* Begin Passage to read *

When you plant a cabbage or a rose and it doesn’t grow as well as what you hoped for, do you get angry with the cabbage?

Wise people will investigate what went wrong. Is it the soil, or perhaps the water, or perhaps some pest etc. Then they try to do a better job to nurture the plant. They don’t spend hours being angry with the cabbage.

Since we do not get angry with a cabbage, why do you get angry with someone? A relationship requires the same effort as nurturing a plant.

I read the above from an internet post and it was accredited to Thich Nhat Hanh.

For a while, I couldn’t help but visualise difficult people with a cabbage head!

I am not going to be angry with these cabbage head….

It was fun dismissing irritating people as cabbages but it doesn’t seem to be the core value of the message. As days go by, there are more and more cabbages around me.

I guess the message is not simply about shrugging our shoulder and turning people into cabbages.

Relationships are mutual. Just as growing cabbage requires effort, growing a relation also requires effort. Perhaps even more complicated.

A good farmer will examine what went wrong with his effort and not blame his cabbage. Likewise, we have to examine ourselves instead of blaming others for their behaviour.

Or perhaps we are too idealistic in our expectation. Wishing that our cabbages turn out to be of specific colour, shape and size.

Then the problem is never with the cabbage from the start but from an impossible farmer with an impossible expectation.

Even a cabbage has its own characteristic.

Turns out the biggest cabbage head is myself after all…..Who is the farmer and who is the cabbage?

* End Passage to read *
* Begin Records shown *

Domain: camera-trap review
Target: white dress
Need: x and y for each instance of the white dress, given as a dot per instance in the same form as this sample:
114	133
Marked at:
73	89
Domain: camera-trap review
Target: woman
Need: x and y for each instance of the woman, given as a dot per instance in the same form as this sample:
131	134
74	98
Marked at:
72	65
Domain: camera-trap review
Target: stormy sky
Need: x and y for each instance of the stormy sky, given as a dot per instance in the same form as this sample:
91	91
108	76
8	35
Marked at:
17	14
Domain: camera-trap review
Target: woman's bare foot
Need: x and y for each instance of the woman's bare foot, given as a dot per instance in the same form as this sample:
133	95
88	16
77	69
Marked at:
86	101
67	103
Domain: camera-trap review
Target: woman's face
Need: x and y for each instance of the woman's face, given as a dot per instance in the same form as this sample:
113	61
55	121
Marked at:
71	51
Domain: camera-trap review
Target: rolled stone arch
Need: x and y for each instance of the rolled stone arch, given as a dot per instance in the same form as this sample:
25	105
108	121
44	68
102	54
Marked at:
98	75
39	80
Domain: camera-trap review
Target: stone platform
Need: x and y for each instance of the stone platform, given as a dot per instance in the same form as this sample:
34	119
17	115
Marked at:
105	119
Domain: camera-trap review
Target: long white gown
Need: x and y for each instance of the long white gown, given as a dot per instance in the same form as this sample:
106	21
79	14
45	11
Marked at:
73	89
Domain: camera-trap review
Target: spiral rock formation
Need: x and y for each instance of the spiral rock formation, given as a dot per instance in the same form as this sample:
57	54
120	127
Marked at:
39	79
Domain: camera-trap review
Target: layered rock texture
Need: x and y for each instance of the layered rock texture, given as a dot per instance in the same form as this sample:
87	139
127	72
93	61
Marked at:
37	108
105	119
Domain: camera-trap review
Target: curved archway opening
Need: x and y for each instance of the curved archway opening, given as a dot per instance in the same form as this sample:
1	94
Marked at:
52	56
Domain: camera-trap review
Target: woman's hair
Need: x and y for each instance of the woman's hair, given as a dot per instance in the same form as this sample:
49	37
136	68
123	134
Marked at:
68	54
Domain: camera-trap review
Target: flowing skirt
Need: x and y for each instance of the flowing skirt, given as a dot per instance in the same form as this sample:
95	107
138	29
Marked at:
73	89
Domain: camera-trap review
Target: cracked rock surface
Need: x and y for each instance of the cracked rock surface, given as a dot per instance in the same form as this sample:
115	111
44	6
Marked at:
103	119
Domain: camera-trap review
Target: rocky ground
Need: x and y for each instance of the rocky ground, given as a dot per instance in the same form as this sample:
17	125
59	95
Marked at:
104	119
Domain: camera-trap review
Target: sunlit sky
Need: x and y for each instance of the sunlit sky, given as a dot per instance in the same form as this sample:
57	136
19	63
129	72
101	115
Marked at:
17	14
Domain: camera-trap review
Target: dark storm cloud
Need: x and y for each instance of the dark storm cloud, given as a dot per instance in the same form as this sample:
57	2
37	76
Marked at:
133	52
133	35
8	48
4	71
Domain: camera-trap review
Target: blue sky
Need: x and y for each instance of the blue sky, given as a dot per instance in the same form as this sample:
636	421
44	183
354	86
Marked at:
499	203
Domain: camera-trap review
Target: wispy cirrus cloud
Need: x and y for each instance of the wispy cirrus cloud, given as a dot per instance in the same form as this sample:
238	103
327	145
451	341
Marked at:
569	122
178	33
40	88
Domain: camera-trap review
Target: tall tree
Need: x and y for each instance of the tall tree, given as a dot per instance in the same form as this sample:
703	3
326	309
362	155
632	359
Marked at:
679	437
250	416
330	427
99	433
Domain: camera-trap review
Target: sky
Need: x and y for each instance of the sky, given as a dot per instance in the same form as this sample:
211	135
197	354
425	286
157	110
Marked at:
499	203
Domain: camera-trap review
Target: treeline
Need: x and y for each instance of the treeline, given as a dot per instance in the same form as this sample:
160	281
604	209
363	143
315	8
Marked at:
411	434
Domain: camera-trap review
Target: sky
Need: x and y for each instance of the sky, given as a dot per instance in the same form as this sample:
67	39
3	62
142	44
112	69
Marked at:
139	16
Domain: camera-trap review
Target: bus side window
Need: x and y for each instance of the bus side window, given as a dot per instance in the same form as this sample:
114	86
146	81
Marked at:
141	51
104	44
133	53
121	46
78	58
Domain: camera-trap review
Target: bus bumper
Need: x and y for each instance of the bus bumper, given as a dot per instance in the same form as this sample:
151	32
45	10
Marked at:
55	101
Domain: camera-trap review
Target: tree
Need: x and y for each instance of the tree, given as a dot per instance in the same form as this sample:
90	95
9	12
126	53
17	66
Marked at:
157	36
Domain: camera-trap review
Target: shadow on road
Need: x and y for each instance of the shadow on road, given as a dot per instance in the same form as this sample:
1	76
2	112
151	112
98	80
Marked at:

* End Records shown *

= Directions =
a – Answer these questions about the cabbage passage:
(i) To whom was the internet post credited?
(ii) What three possible causes do wise people investigate when a plant doesn't grow well?
(iii) According to the passage, what does a good farmer examine instead of blaming his cabbage?
b – Print the cabbage passage from "Relationships are mutual." to "its own characteristic.".

= Worked solutions =
a –
(i) Thich Nhat Hanh
(ii) The soil, the water, or some pest
(iii) What went wrong with his effort

b –
Relationships are mutual. Just as growing cabbage requires effort, growing a relation also requires effort. Perhaps even more complicated.

A good farmer will examine what went wrong with his effort and not blame his cabbage. Likewise, we have to examine ourselves instead of blaming others for their behaviour.

Or perhaps we are too idealistic in our expectation. Wishing that our cabbages turn out to be of specific colour, shape and size.

Then the problem is never with the cabbage from the start but from an impossible farmer with an impossible expectation.

Even a cabbage has its own characteristic.